┏━━
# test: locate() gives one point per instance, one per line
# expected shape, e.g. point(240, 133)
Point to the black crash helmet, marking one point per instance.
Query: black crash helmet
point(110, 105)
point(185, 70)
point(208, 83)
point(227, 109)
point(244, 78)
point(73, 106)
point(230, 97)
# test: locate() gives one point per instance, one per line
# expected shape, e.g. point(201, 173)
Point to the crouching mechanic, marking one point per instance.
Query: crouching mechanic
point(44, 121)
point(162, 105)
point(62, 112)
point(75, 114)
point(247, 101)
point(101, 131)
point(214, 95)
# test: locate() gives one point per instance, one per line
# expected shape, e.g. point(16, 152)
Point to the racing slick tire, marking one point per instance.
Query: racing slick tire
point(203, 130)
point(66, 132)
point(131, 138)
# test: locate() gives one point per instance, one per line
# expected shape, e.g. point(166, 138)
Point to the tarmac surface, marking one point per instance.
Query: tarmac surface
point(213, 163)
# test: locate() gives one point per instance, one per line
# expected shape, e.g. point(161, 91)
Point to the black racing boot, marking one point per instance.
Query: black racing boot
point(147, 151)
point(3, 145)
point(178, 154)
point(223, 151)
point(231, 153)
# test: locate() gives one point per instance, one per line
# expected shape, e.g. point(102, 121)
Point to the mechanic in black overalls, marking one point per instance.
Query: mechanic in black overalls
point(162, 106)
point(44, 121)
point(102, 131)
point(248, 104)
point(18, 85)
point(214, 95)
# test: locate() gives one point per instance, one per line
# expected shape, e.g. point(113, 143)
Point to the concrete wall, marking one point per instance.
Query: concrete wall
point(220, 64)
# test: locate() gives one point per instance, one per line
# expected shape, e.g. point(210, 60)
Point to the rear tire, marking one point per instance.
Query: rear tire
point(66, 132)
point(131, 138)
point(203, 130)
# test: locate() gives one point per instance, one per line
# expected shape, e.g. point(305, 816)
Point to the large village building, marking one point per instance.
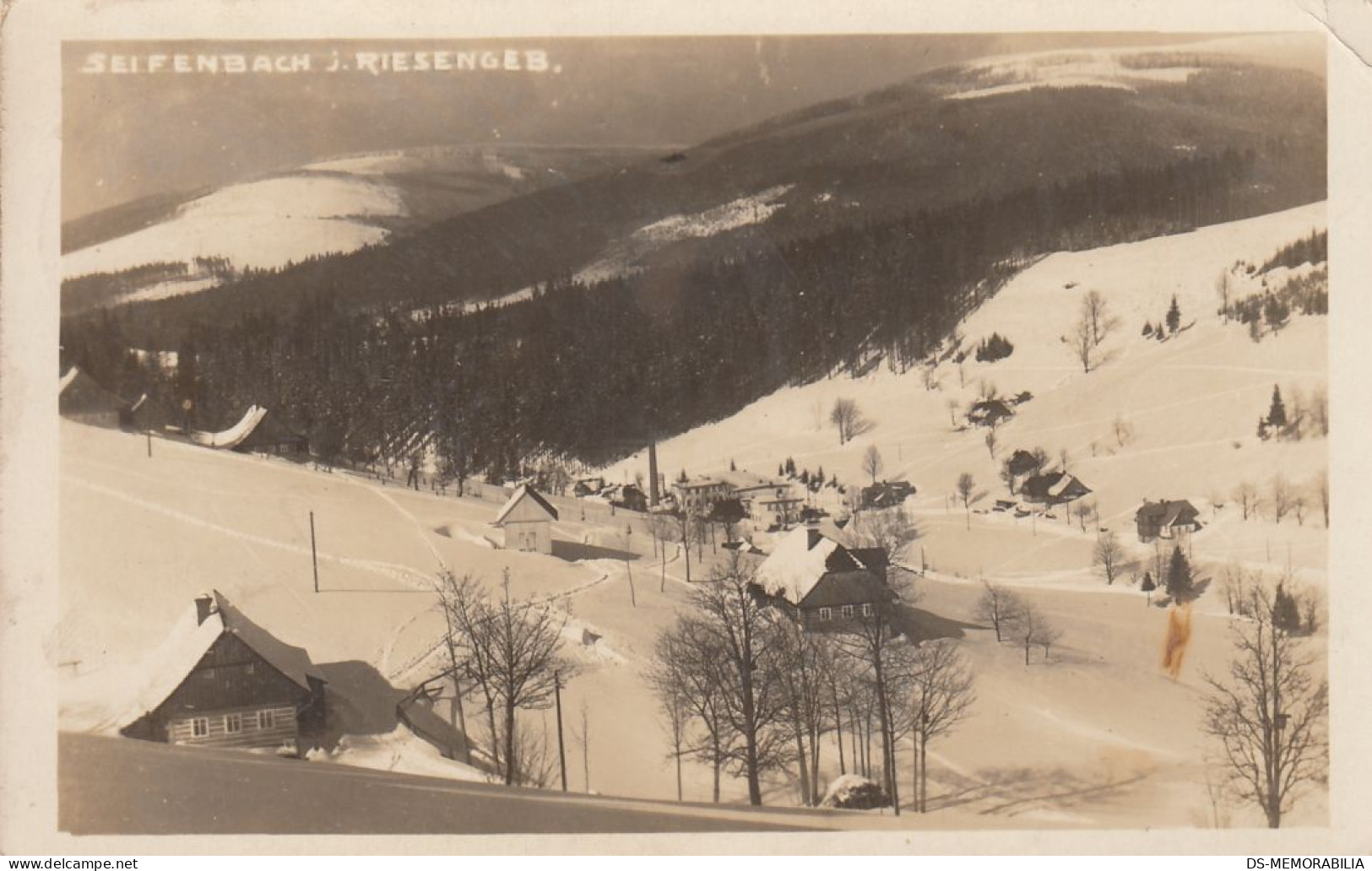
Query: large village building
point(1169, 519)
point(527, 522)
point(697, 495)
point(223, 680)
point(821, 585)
┗━━
┏━━
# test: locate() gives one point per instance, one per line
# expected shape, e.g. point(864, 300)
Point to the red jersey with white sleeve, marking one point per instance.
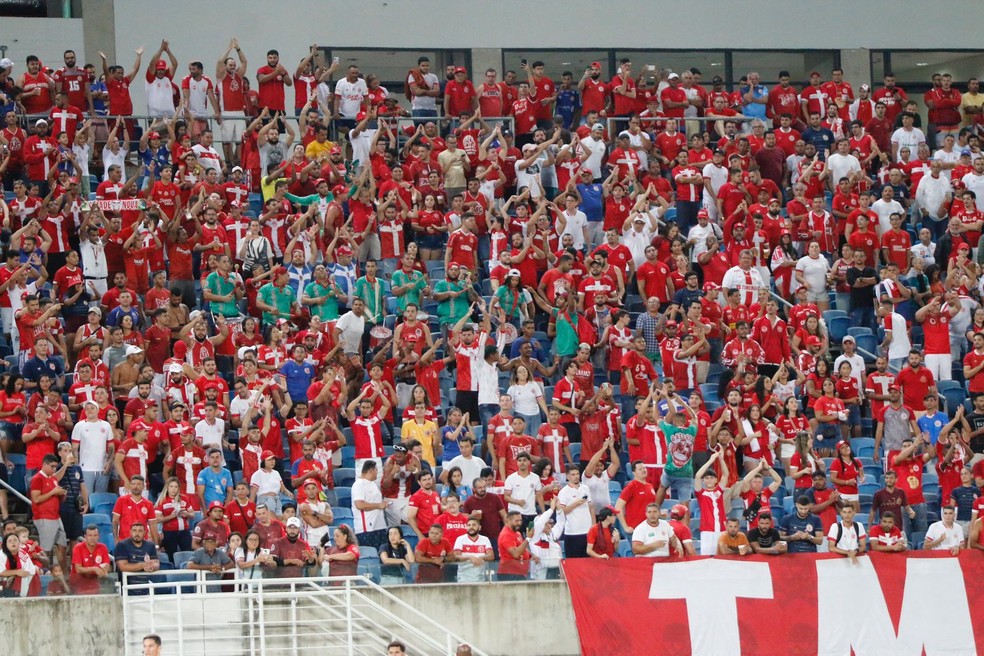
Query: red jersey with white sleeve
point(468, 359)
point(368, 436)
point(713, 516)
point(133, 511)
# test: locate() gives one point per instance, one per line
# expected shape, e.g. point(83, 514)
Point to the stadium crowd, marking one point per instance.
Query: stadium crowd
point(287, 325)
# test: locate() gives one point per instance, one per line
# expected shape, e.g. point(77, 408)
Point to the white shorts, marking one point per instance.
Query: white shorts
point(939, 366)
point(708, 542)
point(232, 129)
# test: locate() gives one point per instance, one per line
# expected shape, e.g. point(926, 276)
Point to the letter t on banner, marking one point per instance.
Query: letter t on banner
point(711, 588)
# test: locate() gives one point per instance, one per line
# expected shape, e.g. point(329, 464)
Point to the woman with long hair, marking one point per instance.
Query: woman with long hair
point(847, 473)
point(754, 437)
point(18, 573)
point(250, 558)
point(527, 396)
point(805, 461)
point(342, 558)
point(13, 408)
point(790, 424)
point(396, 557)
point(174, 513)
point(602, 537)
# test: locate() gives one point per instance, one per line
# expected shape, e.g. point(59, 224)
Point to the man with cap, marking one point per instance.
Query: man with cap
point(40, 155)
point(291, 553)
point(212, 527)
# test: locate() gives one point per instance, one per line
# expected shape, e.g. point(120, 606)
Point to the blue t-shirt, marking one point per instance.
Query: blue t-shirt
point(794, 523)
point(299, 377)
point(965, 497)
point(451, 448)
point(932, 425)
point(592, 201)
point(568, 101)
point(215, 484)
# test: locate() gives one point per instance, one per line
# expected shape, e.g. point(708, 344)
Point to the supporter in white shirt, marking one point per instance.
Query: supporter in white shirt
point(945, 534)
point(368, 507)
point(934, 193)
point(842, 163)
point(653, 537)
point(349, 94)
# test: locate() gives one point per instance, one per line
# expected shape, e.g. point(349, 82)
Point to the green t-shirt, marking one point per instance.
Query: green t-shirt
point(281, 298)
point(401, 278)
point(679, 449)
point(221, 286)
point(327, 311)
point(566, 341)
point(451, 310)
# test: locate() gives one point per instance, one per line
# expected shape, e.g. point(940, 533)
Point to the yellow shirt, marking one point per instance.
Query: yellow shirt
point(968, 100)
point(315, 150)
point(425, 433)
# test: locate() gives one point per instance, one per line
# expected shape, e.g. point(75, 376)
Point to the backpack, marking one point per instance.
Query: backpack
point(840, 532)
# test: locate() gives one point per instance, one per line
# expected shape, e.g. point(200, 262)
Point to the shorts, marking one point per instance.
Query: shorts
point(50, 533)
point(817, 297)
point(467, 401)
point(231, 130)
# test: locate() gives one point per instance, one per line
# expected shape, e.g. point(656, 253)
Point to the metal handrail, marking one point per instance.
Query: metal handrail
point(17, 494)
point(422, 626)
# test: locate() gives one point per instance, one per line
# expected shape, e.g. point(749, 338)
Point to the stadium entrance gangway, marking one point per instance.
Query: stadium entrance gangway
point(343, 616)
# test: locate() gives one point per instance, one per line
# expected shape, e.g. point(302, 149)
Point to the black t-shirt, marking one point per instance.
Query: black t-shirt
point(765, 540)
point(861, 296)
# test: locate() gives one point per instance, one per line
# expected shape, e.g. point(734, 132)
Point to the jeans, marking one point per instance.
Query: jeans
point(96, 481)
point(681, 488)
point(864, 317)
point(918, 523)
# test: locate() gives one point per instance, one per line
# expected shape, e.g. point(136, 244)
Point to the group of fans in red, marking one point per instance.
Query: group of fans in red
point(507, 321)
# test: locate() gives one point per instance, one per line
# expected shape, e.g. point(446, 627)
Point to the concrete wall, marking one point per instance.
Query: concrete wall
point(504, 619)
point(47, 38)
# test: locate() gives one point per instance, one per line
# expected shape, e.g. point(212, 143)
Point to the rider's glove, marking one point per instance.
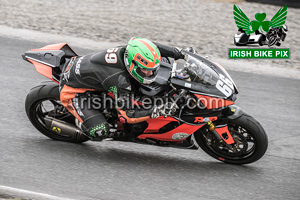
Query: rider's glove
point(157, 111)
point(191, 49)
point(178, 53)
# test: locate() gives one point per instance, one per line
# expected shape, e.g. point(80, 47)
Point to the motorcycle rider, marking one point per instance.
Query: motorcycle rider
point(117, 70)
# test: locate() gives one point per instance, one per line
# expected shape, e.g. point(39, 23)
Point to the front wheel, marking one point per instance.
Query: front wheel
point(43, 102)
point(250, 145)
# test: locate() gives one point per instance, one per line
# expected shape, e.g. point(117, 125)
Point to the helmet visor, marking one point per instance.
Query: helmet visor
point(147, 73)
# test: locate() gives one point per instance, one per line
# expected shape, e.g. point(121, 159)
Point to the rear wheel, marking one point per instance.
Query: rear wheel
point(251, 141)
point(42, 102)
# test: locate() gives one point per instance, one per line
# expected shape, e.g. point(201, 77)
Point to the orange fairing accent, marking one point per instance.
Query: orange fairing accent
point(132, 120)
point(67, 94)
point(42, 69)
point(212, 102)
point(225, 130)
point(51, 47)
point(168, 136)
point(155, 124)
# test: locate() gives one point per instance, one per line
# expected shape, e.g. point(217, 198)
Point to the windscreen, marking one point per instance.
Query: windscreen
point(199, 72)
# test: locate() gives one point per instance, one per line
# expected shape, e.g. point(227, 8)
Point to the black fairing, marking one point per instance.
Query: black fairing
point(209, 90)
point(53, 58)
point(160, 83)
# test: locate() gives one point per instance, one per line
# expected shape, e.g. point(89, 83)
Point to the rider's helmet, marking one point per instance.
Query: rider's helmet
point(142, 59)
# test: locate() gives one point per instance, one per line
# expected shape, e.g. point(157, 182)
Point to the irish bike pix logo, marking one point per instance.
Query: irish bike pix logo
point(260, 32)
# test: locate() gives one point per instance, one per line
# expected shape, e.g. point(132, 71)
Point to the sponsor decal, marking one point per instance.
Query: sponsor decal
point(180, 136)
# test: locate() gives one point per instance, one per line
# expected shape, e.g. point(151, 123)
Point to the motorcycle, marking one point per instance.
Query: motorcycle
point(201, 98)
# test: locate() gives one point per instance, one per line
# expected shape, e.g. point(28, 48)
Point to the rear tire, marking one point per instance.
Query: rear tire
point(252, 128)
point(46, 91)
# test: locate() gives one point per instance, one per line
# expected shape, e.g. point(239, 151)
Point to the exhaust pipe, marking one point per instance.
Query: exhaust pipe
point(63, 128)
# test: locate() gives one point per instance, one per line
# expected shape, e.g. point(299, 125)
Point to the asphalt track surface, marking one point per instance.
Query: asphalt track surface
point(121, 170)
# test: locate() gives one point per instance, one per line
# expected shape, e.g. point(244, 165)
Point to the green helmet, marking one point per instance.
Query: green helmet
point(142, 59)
┗━━
**Requirements:** Select every line of the listing above that contains the word "jeans", and copy those lines out.

**Written answer:**
Point to the jeans, marking one point per instance.
Query: jeans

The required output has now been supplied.